# [PROBLEM DESCRIPTION]
Find "Phrase -- wooden signpost" in the data below; transcribe the line it appears on and each line after it, exactly, to the end, and nothing else.

# [PROVIDED DATA]
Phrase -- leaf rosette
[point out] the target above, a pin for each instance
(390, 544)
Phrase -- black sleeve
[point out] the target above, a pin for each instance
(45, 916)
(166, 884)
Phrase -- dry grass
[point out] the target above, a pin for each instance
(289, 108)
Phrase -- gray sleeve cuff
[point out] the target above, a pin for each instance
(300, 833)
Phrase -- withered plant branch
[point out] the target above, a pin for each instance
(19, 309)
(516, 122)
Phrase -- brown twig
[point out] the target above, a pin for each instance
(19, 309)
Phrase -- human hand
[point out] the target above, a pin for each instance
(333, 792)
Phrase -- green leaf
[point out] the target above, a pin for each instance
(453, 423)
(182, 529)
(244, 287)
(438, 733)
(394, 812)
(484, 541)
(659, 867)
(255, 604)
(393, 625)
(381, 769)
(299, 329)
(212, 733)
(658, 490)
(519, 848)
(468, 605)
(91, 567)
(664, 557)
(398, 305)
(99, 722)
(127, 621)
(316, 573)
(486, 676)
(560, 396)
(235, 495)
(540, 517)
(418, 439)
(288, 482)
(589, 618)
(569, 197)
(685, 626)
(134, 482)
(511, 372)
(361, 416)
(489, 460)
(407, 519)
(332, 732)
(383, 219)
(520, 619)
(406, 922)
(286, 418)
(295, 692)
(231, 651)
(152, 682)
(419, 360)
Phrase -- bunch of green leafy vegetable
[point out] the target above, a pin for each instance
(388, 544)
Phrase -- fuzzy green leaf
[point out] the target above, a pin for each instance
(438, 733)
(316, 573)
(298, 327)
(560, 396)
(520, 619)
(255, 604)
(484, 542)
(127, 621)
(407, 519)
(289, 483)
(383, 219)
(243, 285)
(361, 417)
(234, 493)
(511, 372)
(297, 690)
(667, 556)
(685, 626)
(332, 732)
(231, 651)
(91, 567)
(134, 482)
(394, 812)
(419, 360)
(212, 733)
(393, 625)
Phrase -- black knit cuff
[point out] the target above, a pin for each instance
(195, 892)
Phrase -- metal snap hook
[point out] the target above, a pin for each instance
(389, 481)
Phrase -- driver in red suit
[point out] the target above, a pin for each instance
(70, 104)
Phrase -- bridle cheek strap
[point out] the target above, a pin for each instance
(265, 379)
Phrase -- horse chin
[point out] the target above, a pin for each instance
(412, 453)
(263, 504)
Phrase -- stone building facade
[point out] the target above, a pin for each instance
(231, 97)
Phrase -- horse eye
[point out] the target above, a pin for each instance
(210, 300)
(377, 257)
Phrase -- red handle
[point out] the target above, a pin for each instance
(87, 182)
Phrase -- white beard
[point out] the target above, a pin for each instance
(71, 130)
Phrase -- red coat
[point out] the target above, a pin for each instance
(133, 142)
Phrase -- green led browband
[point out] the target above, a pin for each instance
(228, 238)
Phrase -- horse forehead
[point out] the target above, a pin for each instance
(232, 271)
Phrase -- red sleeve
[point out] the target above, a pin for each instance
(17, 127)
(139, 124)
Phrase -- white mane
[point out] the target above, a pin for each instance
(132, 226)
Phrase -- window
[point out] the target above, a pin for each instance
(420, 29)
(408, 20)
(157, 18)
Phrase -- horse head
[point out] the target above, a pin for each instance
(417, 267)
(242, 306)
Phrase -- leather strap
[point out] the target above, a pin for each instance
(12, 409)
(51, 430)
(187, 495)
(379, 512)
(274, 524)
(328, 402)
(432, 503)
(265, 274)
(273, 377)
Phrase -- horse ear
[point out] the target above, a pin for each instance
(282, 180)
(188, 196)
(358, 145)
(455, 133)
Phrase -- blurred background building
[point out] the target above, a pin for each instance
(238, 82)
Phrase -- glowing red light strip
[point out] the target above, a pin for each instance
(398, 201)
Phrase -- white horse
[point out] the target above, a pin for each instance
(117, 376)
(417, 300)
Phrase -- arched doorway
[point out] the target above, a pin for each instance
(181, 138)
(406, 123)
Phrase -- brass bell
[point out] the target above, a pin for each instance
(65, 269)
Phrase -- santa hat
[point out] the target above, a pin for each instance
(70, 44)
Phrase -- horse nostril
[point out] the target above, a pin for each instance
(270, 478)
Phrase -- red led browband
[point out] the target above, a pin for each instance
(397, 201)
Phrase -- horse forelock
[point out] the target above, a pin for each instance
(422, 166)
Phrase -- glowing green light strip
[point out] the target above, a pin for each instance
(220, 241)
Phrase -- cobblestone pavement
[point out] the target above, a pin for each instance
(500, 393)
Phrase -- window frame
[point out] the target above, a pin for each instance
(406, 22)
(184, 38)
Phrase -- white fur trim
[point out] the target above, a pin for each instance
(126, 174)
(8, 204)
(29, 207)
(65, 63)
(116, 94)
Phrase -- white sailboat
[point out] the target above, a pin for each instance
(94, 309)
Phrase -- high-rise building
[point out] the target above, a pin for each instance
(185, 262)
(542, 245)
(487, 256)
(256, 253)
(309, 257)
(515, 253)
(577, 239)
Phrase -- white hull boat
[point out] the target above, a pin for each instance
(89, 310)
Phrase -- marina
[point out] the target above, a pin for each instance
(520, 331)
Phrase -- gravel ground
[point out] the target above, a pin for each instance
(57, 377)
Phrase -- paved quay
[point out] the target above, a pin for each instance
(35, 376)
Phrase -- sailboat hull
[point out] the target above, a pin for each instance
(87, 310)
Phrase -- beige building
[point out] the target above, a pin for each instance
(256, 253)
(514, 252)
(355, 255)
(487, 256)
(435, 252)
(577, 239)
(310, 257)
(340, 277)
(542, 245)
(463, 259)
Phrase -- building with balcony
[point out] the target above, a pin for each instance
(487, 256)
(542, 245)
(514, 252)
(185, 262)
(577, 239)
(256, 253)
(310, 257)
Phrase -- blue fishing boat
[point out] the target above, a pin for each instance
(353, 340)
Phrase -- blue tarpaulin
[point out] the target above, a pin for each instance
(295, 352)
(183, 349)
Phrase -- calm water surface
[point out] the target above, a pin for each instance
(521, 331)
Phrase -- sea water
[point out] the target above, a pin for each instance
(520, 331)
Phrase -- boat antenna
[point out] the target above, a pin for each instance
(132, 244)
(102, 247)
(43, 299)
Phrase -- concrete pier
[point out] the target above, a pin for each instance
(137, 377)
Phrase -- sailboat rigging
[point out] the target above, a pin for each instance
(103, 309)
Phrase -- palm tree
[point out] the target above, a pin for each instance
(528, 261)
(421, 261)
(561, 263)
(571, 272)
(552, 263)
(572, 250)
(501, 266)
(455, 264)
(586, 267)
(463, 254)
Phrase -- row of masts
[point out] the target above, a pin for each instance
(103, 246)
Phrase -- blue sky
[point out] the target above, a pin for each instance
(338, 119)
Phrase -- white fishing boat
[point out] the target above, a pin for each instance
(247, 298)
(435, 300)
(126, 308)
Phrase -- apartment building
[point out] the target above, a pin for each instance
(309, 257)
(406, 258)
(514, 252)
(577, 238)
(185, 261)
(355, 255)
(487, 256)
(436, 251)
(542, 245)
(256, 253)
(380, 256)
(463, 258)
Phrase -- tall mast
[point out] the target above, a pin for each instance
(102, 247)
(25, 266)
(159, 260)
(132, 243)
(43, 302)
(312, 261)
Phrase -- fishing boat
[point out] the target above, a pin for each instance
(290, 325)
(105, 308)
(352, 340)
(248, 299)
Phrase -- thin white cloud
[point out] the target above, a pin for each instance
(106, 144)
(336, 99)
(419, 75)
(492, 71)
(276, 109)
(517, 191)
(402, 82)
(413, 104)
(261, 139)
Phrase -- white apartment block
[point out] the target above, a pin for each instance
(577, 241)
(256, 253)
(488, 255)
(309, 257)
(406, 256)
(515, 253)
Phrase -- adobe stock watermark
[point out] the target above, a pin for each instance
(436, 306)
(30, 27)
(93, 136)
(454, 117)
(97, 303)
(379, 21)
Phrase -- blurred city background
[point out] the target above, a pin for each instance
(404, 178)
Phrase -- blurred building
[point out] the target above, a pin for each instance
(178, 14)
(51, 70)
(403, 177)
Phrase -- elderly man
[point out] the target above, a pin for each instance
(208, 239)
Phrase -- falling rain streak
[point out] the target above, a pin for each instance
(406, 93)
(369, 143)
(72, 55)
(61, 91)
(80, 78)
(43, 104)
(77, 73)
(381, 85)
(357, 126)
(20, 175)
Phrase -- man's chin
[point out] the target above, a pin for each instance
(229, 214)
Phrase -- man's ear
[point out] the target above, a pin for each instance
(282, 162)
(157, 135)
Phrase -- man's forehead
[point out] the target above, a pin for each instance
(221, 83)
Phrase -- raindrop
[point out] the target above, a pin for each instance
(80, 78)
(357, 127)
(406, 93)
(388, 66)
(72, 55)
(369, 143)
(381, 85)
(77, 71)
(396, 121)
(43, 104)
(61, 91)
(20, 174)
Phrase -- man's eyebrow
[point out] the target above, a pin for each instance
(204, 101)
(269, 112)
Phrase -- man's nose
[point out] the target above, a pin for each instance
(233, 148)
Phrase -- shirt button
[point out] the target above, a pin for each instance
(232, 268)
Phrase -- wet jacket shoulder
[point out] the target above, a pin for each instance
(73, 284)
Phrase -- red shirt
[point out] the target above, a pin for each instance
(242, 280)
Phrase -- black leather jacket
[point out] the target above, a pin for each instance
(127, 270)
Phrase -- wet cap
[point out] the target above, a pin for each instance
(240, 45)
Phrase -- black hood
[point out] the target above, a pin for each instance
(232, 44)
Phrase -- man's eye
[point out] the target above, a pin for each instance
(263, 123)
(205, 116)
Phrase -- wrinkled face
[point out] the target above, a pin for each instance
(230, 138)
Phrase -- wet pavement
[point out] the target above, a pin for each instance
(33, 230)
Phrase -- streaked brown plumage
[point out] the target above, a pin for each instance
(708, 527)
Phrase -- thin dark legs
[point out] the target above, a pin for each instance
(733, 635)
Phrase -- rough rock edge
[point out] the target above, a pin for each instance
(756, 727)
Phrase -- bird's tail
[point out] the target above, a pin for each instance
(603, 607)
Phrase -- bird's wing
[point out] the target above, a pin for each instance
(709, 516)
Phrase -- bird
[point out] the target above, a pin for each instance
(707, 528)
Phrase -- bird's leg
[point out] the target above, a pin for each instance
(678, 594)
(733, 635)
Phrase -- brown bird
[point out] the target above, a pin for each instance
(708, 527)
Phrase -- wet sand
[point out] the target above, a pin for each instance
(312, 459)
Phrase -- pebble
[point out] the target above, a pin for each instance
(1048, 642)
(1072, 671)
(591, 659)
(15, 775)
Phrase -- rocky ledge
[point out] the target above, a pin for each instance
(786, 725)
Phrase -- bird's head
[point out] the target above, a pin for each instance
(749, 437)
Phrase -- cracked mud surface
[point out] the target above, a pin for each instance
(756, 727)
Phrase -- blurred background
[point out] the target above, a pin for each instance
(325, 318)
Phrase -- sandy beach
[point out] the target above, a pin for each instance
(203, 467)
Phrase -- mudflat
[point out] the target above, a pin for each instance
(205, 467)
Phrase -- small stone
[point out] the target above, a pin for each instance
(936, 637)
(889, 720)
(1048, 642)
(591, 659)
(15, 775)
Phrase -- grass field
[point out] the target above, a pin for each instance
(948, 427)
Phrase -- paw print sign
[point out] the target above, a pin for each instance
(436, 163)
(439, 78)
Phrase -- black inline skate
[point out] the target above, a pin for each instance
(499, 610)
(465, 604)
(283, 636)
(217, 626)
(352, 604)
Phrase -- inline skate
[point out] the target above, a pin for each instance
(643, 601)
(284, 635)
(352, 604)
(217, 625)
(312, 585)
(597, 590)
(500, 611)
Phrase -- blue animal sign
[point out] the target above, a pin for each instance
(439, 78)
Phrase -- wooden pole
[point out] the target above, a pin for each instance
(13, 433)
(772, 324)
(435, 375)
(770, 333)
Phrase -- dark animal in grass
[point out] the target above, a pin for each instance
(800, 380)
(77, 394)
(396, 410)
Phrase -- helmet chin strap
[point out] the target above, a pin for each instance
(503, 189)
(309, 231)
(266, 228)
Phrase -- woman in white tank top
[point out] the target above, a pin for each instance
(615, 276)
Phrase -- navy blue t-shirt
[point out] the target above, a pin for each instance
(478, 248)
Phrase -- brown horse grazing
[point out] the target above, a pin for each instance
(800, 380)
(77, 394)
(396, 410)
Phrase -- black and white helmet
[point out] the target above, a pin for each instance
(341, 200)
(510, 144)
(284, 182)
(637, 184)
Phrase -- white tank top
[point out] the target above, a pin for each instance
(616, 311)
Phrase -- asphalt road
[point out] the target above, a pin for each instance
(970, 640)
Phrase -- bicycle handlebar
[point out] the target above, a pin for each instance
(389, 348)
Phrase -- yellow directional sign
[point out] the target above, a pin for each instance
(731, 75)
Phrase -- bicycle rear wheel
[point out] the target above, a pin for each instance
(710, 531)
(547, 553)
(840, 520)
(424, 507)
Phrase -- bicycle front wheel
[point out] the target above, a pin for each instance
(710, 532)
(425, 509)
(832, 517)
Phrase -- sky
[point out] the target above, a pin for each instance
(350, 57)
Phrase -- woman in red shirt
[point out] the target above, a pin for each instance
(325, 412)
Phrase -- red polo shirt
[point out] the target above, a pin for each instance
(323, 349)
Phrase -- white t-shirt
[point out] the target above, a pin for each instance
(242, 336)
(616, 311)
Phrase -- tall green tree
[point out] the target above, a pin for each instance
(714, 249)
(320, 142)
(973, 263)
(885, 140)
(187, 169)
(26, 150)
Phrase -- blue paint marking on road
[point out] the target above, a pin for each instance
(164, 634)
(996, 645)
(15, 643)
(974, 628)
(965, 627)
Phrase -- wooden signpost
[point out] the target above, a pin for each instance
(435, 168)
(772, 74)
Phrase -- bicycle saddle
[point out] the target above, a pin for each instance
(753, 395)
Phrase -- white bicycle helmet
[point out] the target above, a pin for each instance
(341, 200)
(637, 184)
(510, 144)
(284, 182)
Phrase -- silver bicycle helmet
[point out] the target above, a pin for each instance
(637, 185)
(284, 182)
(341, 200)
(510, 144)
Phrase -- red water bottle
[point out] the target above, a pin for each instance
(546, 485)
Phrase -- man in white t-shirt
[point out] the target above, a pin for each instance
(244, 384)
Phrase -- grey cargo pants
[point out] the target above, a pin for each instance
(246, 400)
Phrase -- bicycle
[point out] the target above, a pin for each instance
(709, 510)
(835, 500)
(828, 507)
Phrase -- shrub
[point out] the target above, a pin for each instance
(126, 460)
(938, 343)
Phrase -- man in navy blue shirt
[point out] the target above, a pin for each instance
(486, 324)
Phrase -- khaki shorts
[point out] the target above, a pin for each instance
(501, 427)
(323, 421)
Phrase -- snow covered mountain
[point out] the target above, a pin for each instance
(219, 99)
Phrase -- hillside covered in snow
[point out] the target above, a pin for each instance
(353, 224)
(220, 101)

# [OUTPUT BELOW]
Phrase -- wooden signpost
[point out] the target above, a pin for each instance
(435, 168)
(772, 74)
Phrase -- bicycle saddle
[point out] the target above, a pin for each instance
(753, 395)
Phrase -- white bicycle helmet
[point out] the target above, a pin for each instance
(341, 200)
(637, 184)
(510, 144)
(284, 182)
Phrase -- silver bicycle helmet
[point out] the target above, a pin for each instance
(637, 185)
(284, 182)
(341, 200)
(510, 144)
Phrase -- red water bottle
[point out] the target above, a pin for each instance
(546, 485)
Phrase -- man in white t-shirt
[point out] the target above, a pin for each instance
(244, 384)
Phrase -- grey cargo pants
[point out] the target above, a pin for each instance
(246, 400)
Phrase -- bicycle
[point out] the target above, a pin for each instance
(709, 510)
(835, 500)
(828, 507)
Phrase -- shrub
[point out] the target above, a pin for each instance
(126, 460)
(938, 343)
Phrase -- man in navy blue shirt
[point out] the target above, a pin for each instance
(486, 324)
Phrase -- khaki shorts
[point out] the target above, a pin for each instance
(501, 427)
(323, 421)
Phrase -- snow covered mountain
[point out] the target above, a pin for each instance
(219, 99)
Phrase -- hillside covered in snow
[point out] the target above, a pin for each instance
(353, 224)
(220, 101)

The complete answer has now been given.